[Rows taken from a dataset]
=-=-=

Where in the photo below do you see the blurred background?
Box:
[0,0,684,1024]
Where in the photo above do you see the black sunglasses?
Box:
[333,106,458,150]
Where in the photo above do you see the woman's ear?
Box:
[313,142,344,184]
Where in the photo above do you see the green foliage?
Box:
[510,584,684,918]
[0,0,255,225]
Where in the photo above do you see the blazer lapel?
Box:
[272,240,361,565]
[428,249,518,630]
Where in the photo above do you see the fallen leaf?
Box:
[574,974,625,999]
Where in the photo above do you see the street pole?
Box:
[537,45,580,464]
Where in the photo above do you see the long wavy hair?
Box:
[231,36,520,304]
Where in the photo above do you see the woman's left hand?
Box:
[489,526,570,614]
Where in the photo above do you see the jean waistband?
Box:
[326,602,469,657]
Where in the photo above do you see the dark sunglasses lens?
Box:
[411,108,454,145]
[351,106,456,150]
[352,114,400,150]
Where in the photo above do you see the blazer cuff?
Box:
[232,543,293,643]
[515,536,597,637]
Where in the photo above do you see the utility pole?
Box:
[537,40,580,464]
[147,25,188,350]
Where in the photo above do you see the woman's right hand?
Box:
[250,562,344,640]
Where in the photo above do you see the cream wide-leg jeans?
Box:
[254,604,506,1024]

=-=-=

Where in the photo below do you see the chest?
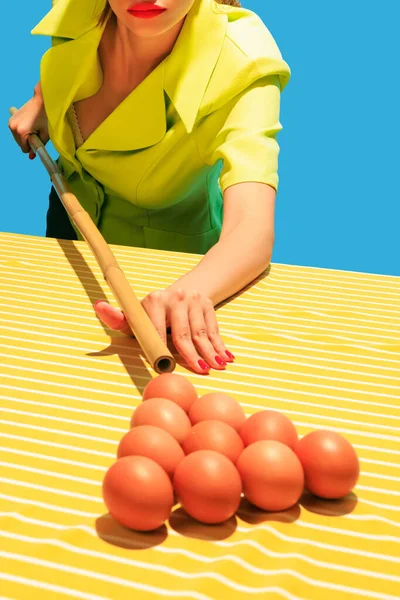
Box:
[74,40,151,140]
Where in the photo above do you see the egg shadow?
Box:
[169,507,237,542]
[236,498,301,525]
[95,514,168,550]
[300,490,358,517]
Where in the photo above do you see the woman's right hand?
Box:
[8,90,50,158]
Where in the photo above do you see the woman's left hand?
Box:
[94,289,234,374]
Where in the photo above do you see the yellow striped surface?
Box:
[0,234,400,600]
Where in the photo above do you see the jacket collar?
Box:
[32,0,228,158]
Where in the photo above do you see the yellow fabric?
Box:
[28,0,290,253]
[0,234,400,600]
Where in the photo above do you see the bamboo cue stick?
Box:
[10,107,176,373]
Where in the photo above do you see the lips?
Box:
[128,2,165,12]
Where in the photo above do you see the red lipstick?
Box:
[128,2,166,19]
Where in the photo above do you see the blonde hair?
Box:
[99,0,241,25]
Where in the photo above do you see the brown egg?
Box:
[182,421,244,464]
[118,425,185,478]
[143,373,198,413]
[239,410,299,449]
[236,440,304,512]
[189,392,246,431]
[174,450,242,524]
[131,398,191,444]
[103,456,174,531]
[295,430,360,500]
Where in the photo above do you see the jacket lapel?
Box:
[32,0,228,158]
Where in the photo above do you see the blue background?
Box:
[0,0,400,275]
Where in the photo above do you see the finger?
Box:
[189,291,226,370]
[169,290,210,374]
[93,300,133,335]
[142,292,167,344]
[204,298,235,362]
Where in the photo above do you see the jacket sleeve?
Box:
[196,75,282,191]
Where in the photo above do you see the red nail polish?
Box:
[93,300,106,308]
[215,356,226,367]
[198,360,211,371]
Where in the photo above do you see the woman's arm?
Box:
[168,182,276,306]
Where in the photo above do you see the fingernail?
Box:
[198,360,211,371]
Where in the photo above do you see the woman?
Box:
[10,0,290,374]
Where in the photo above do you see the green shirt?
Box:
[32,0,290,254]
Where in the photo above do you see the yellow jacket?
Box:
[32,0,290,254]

=-=-=

:: Work to be completed ::
Which lines of the data above contain the word "woman"? Return every one of them in full.

:: Task solution ::
Where in the photo above do you see the woman's ear?
Where in the photo above do you see the woman's left hand?
Where in the photo above do you see the woman's right hand?
Where in the photo above do you see the woman's right hand?
Where in the photo above do you see the woman's left hand?
Where in the photo above do you see the woman's arm?
Where in the photo above do you see the woman?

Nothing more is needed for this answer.